Your task: Copy out the lines from the start of the entries through the line containing "box: [4, 79, 232, 145]", inclusive, reproducing them exactly. Leave the pictures out of your answer.

Stored data entries
· · ·

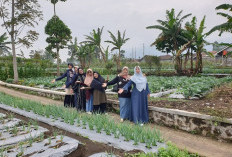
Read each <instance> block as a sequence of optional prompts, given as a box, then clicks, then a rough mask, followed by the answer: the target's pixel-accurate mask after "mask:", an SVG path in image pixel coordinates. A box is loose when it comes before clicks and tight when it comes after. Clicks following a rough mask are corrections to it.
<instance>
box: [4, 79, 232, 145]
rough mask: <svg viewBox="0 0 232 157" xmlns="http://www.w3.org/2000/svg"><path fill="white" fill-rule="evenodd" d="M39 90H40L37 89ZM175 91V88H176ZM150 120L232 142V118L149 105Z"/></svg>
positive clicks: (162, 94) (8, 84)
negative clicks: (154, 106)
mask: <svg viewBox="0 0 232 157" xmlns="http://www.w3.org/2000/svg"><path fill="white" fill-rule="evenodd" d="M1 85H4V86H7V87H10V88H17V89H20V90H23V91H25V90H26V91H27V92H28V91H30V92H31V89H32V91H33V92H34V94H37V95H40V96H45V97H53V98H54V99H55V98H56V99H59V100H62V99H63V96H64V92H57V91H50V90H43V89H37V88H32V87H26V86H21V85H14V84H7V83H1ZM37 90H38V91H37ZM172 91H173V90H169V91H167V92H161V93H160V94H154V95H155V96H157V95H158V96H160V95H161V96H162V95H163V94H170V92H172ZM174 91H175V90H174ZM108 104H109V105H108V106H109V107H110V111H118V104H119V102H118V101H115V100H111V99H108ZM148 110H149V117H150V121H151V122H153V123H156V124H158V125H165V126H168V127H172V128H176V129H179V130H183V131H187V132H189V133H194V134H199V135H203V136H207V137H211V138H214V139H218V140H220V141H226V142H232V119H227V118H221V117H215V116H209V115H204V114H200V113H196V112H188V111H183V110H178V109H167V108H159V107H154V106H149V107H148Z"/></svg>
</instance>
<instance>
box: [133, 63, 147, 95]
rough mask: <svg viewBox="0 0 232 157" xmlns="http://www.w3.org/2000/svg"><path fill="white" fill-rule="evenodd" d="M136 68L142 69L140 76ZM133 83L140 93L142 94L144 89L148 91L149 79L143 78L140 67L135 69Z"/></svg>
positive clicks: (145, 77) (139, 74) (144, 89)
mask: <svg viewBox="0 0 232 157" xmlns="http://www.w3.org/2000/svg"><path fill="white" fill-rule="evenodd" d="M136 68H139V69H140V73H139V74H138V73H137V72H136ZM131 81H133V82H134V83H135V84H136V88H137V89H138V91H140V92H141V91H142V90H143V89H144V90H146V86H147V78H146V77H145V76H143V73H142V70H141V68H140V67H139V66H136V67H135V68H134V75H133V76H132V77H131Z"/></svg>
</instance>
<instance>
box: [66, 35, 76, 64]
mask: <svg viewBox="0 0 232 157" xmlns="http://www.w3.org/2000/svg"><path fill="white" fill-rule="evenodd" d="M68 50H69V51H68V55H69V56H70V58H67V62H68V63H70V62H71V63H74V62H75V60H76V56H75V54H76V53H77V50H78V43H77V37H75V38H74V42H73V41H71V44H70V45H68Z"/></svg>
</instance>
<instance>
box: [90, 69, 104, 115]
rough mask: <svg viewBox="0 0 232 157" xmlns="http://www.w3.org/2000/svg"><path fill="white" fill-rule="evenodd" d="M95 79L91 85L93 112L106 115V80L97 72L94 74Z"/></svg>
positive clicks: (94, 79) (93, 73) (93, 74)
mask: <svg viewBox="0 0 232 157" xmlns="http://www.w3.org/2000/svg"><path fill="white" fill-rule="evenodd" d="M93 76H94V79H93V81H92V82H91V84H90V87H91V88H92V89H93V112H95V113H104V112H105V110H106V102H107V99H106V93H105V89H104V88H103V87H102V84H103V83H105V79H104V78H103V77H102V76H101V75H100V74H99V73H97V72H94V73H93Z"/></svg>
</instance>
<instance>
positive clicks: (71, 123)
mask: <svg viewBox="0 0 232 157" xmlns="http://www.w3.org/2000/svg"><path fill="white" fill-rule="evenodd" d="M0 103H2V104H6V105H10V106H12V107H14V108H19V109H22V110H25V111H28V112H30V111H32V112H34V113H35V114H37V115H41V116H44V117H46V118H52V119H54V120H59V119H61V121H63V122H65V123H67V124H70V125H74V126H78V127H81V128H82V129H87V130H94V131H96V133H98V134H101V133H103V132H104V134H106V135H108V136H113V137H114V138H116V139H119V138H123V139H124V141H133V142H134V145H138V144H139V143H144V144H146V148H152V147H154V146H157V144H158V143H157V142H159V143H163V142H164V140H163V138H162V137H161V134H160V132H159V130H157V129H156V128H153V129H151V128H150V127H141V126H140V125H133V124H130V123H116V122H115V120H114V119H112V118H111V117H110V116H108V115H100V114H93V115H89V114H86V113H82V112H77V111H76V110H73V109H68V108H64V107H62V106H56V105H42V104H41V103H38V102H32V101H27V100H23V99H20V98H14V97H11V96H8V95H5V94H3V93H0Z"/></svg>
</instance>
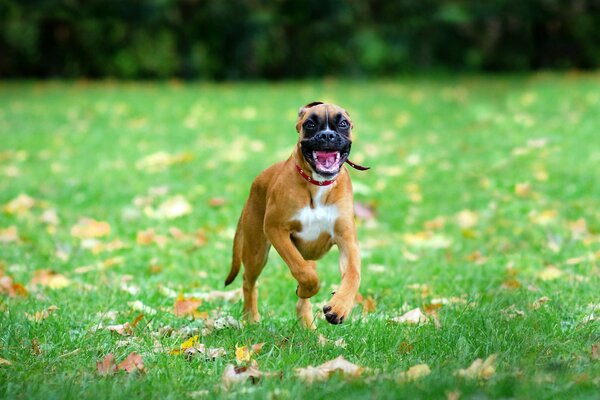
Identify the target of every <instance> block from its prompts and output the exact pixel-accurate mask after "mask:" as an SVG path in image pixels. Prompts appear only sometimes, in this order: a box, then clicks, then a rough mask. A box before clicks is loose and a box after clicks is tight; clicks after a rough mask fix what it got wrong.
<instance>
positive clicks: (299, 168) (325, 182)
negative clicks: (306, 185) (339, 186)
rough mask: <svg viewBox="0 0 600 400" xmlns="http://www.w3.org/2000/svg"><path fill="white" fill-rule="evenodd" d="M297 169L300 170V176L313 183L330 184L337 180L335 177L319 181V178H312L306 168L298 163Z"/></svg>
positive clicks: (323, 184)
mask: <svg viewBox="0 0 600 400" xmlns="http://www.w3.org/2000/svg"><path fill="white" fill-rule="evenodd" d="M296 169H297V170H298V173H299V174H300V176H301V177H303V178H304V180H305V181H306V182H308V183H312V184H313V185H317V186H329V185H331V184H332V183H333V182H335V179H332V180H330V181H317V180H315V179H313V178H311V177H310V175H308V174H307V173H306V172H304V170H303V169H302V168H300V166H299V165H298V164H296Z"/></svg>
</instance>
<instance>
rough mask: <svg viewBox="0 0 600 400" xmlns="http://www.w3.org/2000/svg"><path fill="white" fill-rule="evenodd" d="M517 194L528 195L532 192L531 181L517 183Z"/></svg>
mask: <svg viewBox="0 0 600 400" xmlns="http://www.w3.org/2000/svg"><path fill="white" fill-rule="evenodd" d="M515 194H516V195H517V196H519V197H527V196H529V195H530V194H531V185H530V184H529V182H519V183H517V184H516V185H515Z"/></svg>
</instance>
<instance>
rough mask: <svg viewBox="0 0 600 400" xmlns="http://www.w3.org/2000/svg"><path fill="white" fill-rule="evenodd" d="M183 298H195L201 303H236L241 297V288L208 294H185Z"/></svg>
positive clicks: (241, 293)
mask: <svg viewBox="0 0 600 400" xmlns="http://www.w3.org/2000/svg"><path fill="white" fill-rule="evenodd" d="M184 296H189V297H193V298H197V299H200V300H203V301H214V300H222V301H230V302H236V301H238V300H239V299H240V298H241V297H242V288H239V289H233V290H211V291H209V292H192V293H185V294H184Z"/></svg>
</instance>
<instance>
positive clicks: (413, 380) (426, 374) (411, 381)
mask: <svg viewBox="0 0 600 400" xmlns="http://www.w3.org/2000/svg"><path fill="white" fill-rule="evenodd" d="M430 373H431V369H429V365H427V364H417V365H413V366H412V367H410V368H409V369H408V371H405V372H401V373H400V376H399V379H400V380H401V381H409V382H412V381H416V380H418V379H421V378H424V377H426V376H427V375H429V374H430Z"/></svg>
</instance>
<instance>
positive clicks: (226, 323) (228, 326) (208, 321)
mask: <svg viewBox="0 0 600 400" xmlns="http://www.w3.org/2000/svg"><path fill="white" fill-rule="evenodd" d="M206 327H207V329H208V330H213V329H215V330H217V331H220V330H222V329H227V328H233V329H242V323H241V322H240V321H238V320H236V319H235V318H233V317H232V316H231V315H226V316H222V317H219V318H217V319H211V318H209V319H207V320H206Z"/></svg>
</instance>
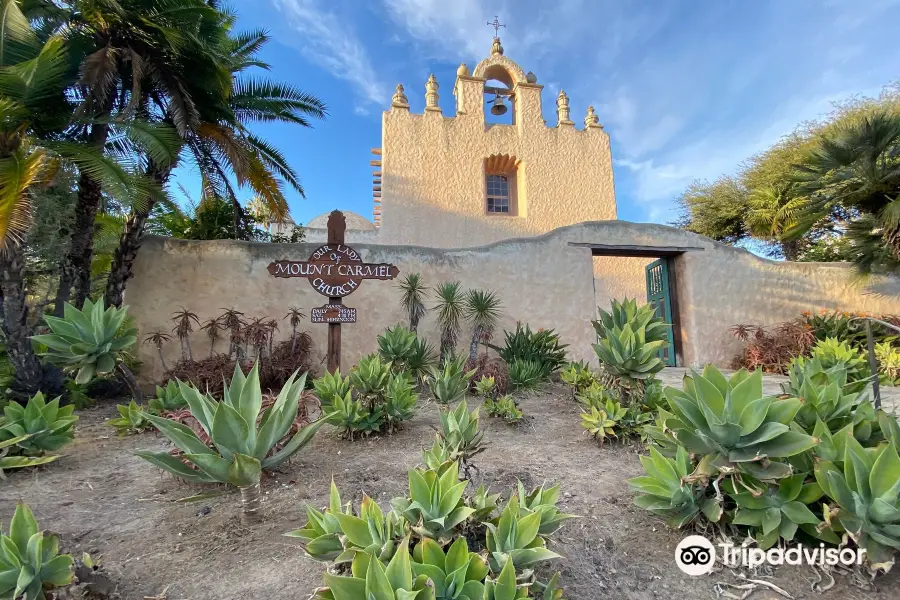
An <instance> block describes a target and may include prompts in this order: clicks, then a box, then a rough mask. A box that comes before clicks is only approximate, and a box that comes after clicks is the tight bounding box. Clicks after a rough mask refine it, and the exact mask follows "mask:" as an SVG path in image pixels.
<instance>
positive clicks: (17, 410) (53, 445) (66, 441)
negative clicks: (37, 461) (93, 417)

· · ·

Completed task:
Read each <instance> block as a sequence of optional prompts, given as a box, then clicks, then a rough mask, followed by the answer: the target's pixel-accurate mask after "mask:", an SVG path in image pixel coordinates. A box is loose when it comes before clicks and tight when it comes after. Clicks following a rough mask are corrections to it.
<instance>
box: [4, 79, 232, 145]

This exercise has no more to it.